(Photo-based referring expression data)
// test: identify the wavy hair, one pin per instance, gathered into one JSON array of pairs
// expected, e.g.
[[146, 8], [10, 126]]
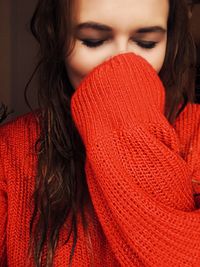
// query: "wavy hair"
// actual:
[[61, 190]]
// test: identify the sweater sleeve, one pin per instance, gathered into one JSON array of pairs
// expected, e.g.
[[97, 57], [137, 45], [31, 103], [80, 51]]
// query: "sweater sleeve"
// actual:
[[140, 186], [3, 207]]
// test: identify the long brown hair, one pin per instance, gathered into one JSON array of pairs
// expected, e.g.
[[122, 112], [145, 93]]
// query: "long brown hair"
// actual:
[[60, 183]]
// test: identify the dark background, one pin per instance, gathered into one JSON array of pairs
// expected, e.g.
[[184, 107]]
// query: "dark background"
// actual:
[[18, 52]]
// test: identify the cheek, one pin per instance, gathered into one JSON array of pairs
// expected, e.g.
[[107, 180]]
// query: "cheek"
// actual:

(What needs to be done): Only the lines from the one with "[[184, 107]]" through the final line above belong in the answer, each reproduced word for word.

(Solution to this problem):
[[184, 107]]
// query: "dark background"
// actual:
[[18, 52]]
// test: identify the cheek, one pin per instance, gathered into one JSON array of pairs
// expected, e.g.
[[107, 180]]
// query: "cheek"
// actual:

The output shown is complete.